● **EXTRACT TO READ**:

Both these defects can be rectified by setting regpar to 4, although the need for detrending in calculating correlations, and the shortcoming of only having 3 AVHRR PCs, remain. With regpar=4, 3 TTLS solution PCs are left to fit to the rest of the data after the peninsula station related correlations have been dealt with, allowing a reasonable, orthogonal, fit to be achieved for the 3 AVHRR PCs. The correlation between imputed AVHRR PCs 2 and 3 falls to below 0.01, whilst the 1982-2006 correlation between the imputed and actual AVHRR PCs 2 and 3 increase substantially (from 0.16 to 0.58 for PC3). Model stability is also much improved, with the removal of McMurdo or Scott_Base now having a relatively minor effect. The fitted temperature trends also fall by 0.10 C/decade on a non-detrended basis, to 0.1070 (spliced) and 0.0906 (unspliced), and by over 0.005 to 0.0630 (spliced) and 0.0591 (unspliced) detrending the data to determine the correlation matrix. Changing regpar from 3 to 4 results in the reconstruction displaying significantly lower warming from longitudes 30W to 30E, but somewhat more warming between longitudes 60E and 150E. Maps comparing the spatial distribution of temperature trends using regpar=3 (LH map) and regpar=4 (RH map), with data detrended when computing the correlation matrix, are shown in Figure 4 below.

Figure 4

#### Conclusion

For the various reasons set out above, I consider the unspliced regpar=4 result using detrended data to compute the correlation matrix, with its average trend of 0.0653 – 0.052 C/decade or 44% lower than Steig’s main (spliced) result – to be a considerably better representation of trends in Antarctic near surface temperatures over 1957-2006, based on 3 AVHRR PCs, than Steig’s. Both results are constrained by the use of only 3 AVHRR PCs, although that is probably of more significance to the spatial distribution of temperature trends than to the overall average trend, and by the use of unweighted data series.

Nic L

July 14, 2009

UPDATE: ————-

—————

—————

Link to original word document with formatting and code used to generate this post.

The effect of surface station trends on Steig’s reconstruction5

## Layman Lurker said

Nic L, you have delved into the area that I have been curious about for several months. Thanks for this effort.

Interesting that you mention the effect that McMurdo and Scott have on Steig’s reconstruction and specifically on PC3. Jeff used a comparison of Scott and Arturo as an example of two stations with about the same linear trend but with a negative covariance relationship: https://noconsensus.files.wordpress.com/2009/04/covariance-plot.jpg

Given the modes of the PC’s, it seems understandable that negatively correlated stations should play into the reconstructed trend and that the method is sensitive to removing any stations with negative correlation to the peninsula stations.

With respect to the impact on PC3, this is the PC which is the obvious un-natural artifact in Steig’s analysis as shown here: https://noconsensus.files.wordpress.com/2009/02/three-main-pcs2.jpg

Could you plot the PC3 with removal of Scott and or McMurdo out of curiosity?

(Part of a data file)
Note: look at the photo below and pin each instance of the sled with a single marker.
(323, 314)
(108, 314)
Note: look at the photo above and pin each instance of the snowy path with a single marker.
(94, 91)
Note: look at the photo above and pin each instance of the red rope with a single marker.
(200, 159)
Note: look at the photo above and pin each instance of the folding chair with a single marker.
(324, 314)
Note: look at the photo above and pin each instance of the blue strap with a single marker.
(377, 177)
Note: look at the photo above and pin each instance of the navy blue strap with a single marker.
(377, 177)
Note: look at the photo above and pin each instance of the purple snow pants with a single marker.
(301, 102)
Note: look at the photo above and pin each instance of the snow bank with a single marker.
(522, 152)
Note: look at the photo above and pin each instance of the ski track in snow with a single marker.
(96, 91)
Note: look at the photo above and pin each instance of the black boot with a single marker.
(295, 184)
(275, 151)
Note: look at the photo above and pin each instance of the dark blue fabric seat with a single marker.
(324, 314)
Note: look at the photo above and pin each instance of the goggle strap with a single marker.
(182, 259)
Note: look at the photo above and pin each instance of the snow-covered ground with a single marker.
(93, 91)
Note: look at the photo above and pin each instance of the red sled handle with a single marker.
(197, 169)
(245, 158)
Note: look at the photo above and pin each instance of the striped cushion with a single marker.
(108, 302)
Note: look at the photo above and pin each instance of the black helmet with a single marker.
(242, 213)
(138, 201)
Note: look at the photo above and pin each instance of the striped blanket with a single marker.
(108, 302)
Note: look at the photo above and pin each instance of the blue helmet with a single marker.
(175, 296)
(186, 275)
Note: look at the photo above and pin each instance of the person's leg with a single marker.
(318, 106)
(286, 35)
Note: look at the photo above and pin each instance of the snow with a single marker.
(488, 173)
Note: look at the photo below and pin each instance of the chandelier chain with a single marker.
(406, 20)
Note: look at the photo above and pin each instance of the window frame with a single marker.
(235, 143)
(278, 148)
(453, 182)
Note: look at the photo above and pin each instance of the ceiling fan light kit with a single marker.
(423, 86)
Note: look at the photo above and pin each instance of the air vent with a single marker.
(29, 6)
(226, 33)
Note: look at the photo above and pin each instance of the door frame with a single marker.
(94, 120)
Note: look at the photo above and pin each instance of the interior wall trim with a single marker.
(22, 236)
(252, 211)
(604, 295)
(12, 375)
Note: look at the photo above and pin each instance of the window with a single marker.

● **WHAT IS EXPECTED**:
Answer these questions about the Antarctic temperature post:
1. With regpar=4, what does the correlation between imputed AVHRR PCs 2 and 3 fall to?
2. What span of years do the trends in the conclusion cover?
3. Which two stations did Jeff compare as having about the same linear trend but a negative covariance relationship?

● **SOLUTION TO THIS PROBLEM**:
1. Below 0.01.
2. 1957-2006.
3. Scott and Arturo.